### Data to examine ###

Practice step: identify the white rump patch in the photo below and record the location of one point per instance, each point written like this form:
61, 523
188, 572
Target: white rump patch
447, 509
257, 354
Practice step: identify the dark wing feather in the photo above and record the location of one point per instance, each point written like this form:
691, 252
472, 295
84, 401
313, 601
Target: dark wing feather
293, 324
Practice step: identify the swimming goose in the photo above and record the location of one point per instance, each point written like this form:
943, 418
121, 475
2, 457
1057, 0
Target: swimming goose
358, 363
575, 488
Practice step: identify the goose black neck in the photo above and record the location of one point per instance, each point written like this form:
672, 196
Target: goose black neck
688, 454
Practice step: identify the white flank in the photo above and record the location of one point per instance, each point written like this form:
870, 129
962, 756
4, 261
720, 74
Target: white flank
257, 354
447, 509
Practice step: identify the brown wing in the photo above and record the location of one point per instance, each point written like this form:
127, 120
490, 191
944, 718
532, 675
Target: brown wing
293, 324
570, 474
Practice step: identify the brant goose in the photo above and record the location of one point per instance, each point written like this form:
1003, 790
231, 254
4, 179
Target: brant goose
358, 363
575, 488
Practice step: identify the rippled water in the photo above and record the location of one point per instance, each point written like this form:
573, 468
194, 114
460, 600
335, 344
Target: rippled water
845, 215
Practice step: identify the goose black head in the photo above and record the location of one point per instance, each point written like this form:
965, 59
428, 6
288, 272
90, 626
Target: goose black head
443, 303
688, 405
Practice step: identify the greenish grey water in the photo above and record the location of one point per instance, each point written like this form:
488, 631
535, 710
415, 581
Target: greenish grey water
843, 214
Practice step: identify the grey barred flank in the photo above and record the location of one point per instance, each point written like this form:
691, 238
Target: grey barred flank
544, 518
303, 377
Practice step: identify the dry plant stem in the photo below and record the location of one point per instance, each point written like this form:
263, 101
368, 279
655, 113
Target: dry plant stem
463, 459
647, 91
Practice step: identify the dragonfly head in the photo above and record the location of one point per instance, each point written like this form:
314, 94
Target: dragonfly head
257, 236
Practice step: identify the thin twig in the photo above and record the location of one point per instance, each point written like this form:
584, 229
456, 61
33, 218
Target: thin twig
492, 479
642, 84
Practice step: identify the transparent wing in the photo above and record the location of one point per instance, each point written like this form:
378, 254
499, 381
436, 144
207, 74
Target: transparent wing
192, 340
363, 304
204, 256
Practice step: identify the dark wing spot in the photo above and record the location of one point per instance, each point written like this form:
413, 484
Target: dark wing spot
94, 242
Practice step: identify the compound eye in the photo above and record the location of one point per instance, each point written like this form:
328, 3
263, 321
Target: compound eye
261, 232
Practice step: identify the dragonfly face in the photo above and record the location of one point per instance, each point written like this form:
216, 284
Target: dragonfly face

###

* [What is required] Reproduce every line above. Keep it exact.

* [Response to the exercise]
Practice step: identify the white rump patch in the photo below and record the location of one point per instance, each point written like this form:
61, 523
188, 572
Target: white rump patch
447, 509
257, 354
Practice step: identify the dark wing feather in the photo above and record the location of one point per instance, each point written like this form:
691, 252
472, 295
84, 401
313, 601
Target: dark wing feather
293, 324
Practice step: identify the swimming goose in the photo above and record the location of one point per instance, each point written like this form:
943, 418
121, 475
2, 457
1057, 0
Target: swimming goose
358, 363
575, 488
Practice step: identify the goose black neck in the photo above and record the location of one point per instance, each point written like this form:
672, 196
Target: goose black neck
688, 454
Practice step: identify the white flank in the photo above and record the location of one point per instance, each point written like this form:
870, 129
962, 756
4, 261
720, 74
Target: white flank
257, 354
447, 509
Practice step: identify the brown wing in the photo above and record the location of one point per instance, each point written like this form:
127, 120
490, 191
944, 718
532, 675
Target: brown wing
293, 324
570, 474
Practice step: identify the brant goose in the photo above and record the location of one point per instance, each point written like this form:
1003, 790
231, 254
4, 179
Target: brant goose
358, 363
575, 488
Practice step: identify the rippled water in the photo above and record the location of one point per instance, each point written like this form:
573, 468
194, 114
460, 600
335, 344
Target: rippled water
845, 215
Practice step: identify the goose black head in the photo above and record the location of one point per instance, each point written like this form:
965, 59
428, 6
288, 272
90, 626
Target: goose black head
443, 303
688, 405
Practice step: identify the greenish grey water in the photo above and record the location of one point per instance, each point written like this form:
488, 631
535, 710
415, 581
Target: greenish grey water
843, 214
Practice step: identify the grey barred flank in the photo above and record the location of one point per instance, each point written like this form:
691, 238
Target: grey barred flank
544, 518
303, 377
Practice step: identify the dry plant stem in the photo below and record the location of one point per instance, each point written like this form:
263, 101
368, 279
655, 113
Target: dry plant stem
463, 459
647, 91
Practice step: identify the dragonfly head in the photo above and record the location of one point per instance, each point written like this form:
314, 94
Target: dragonfly head
257, 236
Practice step: identify the thin twig in the photo above and record the location of one point per instance, each point written like this form:
584, 229
456, 61
33, 218
Target: thin twig
492, 479
642, 84
Practice step: identify the transparent wing in the photo above and record the location of one point per instance, each point written like this form:
378, 254
499, 381
436, 144
207, 74
Target: transparent wing
192, 340
363, 304
204, 256
Practice step: identify the dark wing spot in the photo above and record the location of one point per instance, each point written like this form:
413, 484
Target: dark wing spot
94, 242
Practice step: identify the compound eye in the photo above and record the location of one point per instance, each point written like this form:
328, 3
263, 321
Target: compound eye
261, 232
Practice step: identify the dragonfly face in the photo above and record the location of one point per instance, each point written like this form:
216, 284
Target: dragonfly face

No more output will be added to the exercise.